▸ **ACTIONS TO TAKE**:
**A.** From the article on polling about the pandemic relief bill below, return the passage from "This bill is" up to and including "their own path." word for word.
**B.** Continue the article on polling about the pandemic relief bill below, picking up right after its final sentence.

▸ **EXCERPT PROVIDED**:
Vice President Kamala Harris broke a tie in the Senate on Thursday afternoon to advance President Joe Biden’s $1.9 trillion pandemic relief bill. Once Democrats dispense with Republican delays and procedural shenanigans the bill will likely pass along party lines.
This bill is only so large because Democrats didn’t get lured down a different path. In the early stages of negotiation, a group of 10 Republican lawmakers floated a $600 billion relief package. Though President Biden did meet with these Republicans, Democrats in Congress proceeded with their own plan and chose to advance it unilaterally, through the filibuster-proof budget process. But even if we assume all 10 of those Republicans intended to vote for their own counteroffer, Democrats should have no regrets about charting their own path.
In our recent polling, Data for Progress sought to determine which plan is more popular. $1.9 trillion and $600 billion are large numbers and the difference between them is hard to conceptualize. Nevertheless, we presented voters with a direct visual comparison of both plans and found that voters overwhelmingly support a bigger plan that meets the scale of this moment.
In our experiment, we split likely voters into two groups. We asked the first, our control, which plan they preferred, the $1.9 trillion or the $600 billion plan. We showed the other group our chart, sourced from the Washington Post, which displays how the plans differ. We then asked the second group the same question: Which plan do you prefer? As the chart depicted below illustrates, the Democratic proposal would spend far more on stimulus checks, unemployment insurance, schools, and child care than the Republican proposal—and the GOP plan wouldn’t invest a penny into state and local governments, a child tax-credit expansion, or rental assistance.
The survey found that simply showing voters what’s in both parties’ stimulus proposals made them far more likely to back the bigger package—especially Republicans. Showing voters the chart caused net support for the Democratic plan to shoot up from a 17-point margin to a 31-point margin.
These effects were most concentrated among Republican voters: GOP respondents in the control group preferred the smaller package by an 18-point margin. But when they were shown the chart, their opinion swung dramatically towards a bigger stimulus, favoring the larger package by a 16-point margin.

▸ **RECORD EXCERPTS**:
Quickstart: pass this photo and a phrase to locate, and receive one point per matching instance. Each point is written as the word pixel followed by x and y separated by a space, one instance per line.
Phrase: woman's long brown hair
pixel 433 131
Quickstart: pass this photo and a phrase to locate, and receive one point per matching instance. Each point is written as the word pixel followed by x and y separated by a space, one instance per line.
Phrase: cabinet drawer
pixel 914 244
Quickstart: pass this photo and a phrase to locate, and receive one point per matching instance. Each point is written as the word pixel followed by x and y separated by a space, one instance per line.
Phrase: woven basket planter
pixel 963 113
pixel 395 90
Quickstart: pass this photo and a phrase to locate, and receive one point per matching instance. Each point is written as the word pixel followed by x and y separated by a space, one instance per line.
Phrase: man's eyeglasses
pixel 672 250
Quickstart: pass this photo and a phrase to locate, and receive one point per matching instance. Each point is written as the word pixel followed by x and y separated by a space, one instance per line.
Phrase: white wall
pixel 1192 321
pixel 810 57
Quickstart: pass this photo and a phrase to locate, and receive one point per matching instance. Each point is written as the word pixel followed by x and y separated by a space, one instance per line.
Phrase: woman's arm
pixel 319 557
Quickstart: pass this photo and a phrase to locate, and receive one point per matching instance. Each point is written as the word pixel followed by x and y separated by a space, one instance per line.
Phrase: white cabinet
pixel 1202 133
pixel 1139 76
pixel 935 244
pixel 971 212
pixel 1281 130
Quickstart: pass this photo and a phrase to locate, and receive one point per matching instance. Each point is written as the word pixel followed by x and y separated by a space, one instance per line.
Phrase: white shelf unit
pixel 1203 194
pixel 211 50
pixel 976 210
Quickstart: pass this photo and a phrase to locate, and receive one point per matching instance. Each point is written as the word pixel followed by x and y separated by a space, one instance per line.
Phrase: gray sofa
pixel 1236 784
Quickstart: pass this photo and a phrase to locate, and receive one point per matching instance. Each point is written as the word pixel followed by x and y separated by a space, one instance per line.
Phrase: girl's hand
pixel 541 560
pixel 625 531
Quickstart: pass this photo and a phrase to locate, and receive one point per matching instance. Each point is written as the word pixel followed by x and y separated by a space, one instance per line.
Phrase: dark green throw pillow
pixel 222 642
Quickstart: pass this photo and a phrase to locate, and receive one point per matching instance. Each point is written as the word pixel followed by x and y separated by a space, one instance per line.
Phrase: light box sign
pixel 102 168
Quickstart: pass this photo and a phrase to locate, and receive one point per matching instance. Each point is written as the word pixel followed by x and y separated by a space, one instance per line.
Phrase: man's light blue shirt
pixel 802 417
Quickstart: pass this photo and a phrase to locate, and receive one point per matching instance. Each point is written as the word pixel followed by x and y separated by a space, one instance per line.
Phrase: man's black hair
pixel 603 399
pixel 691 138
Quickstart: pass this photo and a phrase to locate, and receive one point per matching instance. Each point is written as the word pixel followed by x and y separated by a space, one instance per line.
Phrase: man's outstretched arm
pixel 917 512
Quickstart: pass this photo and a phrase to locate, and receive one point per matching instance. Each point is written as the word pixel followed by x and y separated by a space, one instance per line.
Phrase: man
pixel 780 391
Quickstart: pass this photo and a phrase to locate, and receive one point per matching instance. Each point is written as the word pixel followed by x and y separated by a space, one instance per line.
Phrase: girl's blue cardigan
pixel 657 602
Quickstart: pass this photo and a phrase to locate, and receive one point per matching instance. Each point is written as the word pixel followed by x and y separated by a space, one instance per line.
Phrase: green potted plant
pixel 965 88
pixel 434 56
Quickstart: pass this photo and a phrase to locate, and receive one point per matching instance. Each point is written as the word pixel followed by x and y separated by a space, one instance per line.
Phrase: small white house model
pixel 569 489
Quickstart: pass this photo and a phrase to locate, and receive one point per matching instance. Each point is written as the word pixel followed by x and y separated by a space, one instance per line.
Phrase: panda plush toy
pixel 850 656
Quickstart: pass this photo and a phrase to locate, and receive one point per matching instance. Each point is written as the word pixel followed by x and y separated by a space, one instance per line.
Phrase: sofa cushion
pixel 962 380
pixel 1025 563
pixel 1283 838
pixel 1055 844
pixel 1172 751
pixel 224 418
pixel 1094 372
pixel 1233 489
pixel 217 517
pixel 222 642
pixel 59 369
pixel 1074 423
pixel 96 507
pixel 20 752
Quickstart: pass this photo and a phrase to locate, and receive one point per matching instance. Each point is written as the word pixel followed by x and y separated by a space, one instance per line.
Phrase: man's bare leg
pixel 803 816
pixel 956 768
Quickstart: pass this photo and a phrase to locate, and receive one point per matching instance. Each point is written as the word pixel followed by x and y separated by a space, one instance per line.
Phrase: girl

▸ **LIST OF ANSWERS**:
**A.**
This bill is only so large because Democrats didn’t get lured down a different path. In the early stages of negotiation, a group of 10 Republican lawmakers floated a $600 billion relief package. Though President Biden did meet with these Republicans, Democrats in Congress proceeded with their own plan and chose to advance it unilaterally, through the filibuster-proof budget process. But even if we assume all 10 of those Republicans intended to vote for their own counteroffer, Democrats should have no regrets about charting their own path.

**B.**
Altogether, this means that simply showing Republican voters what’s in each stimulus package — and how their party’s platform would actively undermine some of their top priorities — results in a 34-percentage-point swing in their stimulus preferences.
The effect wasn’t limited to Republicans—voters who self-identify as independents swung six-points towards the larger package, while Democrats swung five-points.
The verdict is clear: voters across the political spectrum support this highly ambitious relief package, and simply showing them that the Democratic proposal invests more towards their priorities can sway both Republicans and Independents. That means for Democrats to boost their popularity and win future elections, they need to pass this bill — then flood the zone with information about what the bill includes and how it will impact their lives.
President Biden’s Chief of Staff Ronald Klain seems to share this belief, arguing that Democrats can unify the country and gain support from voters across partisan lines by going bigger and bolder (not smaller) on coronavirus relief. While the GOP argues that a $1.9 trillion stimulus is “divisive,” Data for Progress’ polling shows that Klain and the Biden team are exactly right: the way to unify the country isn’t to go small—it’s to make a huge investment in the American people.
Methodology: From February 12 to February 13, 2021, Data for Progress conducted a survey of 1234 likely voters nationally using web panel respondents. The sample was weighted to be representative of likely voters by age, gender, education, race, and voting history. The survey was conducted in English. The margin of error is ±2.8 percentage points.